=== HOW TO COMPLETE THIS TASK ===
The lines below starting at the line containing "Indicate the cream" and ending at the line containing "the strawberry half" are to be repeated exactly, with both ends kept and nothing else added.

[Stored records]
▬▬▬▬▬▬

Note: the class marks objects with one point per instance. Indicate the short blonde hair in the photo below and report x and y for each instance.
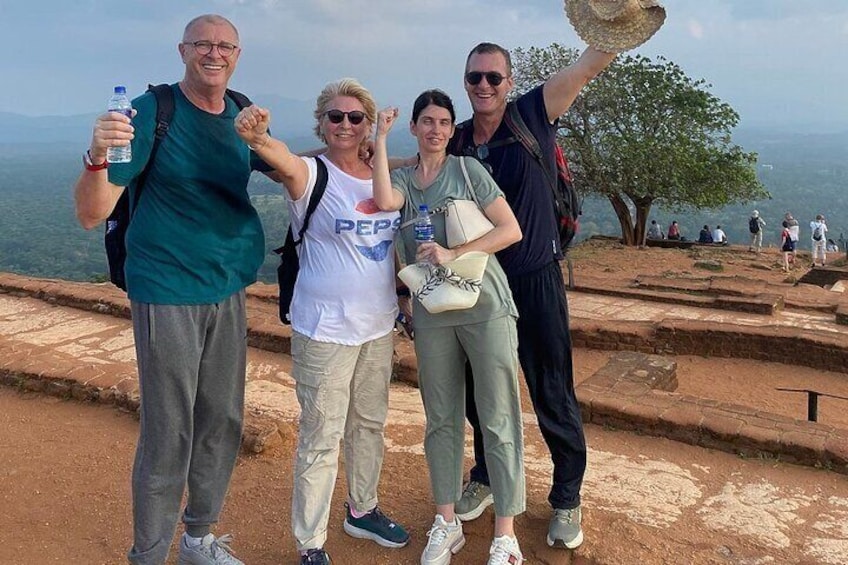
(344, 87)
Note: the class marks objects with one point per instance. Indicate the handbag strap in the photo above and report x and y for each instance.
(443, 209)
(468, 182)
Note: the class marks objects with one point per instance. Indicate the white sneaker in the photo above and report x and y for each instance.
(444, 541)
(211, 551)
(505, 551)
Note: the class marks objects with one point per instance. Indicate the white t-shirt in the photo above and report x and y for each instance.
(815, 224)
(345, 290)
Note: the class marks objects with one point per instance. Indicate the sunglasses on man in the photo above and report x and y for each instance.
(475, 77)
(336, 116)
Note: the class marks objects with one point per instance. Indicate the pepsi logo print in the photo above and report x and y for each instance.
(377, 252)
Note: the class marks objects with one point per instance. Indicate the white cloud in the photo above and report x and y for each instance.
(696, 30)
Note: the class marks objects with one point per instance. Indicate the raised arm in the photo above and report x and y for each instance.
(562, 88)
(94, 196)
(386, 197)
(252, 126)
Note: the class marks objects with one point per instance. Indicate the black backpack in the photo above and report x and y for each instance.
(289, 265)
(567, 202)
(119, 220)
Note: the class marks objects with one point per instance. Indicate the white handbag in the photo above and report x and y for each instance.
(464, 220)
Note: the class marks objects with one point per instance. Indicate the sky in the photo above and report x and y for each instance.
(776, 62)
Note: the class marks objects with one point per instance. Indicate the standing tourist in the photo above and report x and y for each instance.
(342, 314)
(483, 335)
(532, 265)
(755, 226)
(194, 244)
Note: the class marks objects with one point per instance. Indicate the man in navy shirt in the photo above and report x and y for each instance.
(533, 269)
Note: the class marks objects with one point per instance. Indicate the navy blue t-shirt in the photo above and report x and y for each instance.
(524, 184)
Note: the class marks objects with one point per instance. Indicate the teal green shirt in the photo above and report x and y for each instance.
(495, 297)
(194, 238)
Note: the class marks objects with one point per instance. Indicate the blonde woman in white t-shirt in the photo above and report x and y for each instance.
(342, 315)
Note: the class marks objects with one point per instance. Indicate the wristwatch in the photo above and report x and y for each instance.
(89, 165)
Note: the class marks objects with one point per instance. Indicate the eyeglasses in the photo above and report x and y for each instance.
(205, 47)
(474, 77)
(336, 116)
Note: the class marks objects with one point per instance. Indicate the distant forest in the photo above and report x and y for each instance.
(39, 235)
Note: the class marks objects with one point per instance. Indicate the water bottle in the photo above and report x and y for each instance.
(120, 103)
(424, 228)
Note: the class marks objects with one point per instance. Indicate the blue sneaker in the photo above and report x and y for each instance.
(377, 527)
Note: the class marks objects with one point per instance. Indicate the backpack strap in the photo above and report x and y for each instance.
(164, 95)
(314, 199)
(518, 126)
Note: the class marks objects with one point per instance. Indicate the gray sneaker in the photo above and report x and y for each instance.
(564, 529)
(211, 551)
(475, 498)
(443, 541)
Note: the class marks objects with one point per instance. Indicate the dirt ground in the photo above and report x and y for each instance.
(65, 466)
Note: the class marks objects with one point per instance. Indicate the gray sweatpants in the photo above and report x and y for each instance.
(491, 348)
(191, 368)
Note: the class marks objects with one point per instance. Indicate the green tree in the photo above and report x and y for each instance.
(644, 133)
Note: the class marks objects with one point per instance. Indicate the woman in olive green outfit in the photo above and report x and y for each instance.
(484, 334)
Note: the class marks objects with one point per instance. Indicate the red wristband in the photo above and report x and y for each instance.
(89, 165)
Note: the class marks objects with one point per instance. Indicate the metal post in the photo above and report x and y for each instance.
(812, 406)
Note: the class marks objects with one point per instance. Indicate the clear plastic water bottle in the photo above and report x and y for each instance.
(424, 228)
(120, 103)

▬▬▬▬▬▬

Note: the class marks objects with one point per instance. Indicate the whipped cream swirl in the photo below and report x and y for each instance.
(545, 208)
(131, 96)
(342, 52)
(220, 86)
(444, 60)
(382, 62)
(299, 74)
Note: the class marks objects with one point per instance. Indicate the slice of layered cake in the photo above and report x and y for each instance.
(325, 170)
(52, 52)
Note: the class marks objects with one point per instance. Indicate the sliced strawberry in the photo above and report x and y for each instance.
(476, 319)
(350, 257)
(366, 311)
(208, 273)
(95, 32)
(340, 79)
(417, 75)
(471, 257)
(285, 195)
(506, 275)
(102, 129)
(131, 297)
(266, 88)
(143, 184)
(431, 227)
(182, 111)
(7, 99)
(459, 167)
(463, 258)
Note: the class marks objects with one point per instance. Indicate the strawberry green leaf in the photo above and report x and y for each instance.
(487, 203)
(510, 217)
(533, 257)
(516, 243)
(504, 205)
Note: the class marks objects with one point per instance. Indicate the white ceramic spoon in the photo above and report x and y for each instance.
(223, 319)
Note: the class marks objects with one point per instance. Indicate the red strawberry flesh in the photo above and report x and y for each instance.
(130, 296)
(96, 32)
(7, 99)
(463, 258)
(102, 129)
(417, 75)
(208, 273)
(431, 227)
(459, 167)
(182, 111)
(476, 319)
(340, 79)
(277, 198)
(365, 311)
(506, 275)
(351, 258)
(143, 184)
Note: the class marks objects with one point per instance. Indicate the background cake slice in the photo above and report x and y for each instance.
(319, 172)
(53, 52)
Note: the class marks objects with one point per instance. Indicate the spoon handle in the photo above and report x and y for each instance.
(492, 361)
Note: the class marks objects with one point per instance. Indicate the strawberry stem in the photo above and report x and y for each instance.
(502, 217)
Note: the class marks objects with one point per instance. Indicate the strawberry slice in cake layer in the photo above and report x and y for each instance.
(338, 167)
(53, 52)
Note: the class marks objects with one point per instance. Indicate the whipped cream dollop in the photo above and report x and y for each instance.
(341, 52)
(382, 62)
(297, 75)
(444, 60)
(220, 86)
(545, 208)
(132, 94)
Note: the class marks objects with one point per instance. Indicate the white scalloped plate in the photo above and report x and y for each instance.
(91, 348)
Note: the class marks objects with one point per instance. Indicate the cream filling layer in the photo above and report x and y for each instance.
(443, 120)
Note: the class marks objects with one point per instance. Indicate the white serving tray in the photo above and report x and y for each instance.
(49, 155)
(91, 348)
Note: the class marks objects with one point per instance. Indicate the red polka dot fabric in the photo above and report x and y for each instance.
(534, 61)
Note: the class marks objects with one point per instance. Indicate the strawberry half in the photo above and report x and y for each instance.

▬▬▬▬▬▬

=== EXERCISE ANSWER ===
Note: the class marks objects with one point per instance. Indicate the cream filling layer in the photo above and report x and y for each instance.
(443, 120)
Note: the class marks objects with one point per instance. Indicate the white serving tray in the photo above and report x and y for each instance.
(49, 155)
(91, 348)
Note: the class marks objects with one point per instance. Indicate the red polka dot fabric in the photo above and report x and y for each instance.
(534, 61)
Note: the class marks objects with one point per instance. Indicate the strawberry half in the photo above and report x and y for each instance.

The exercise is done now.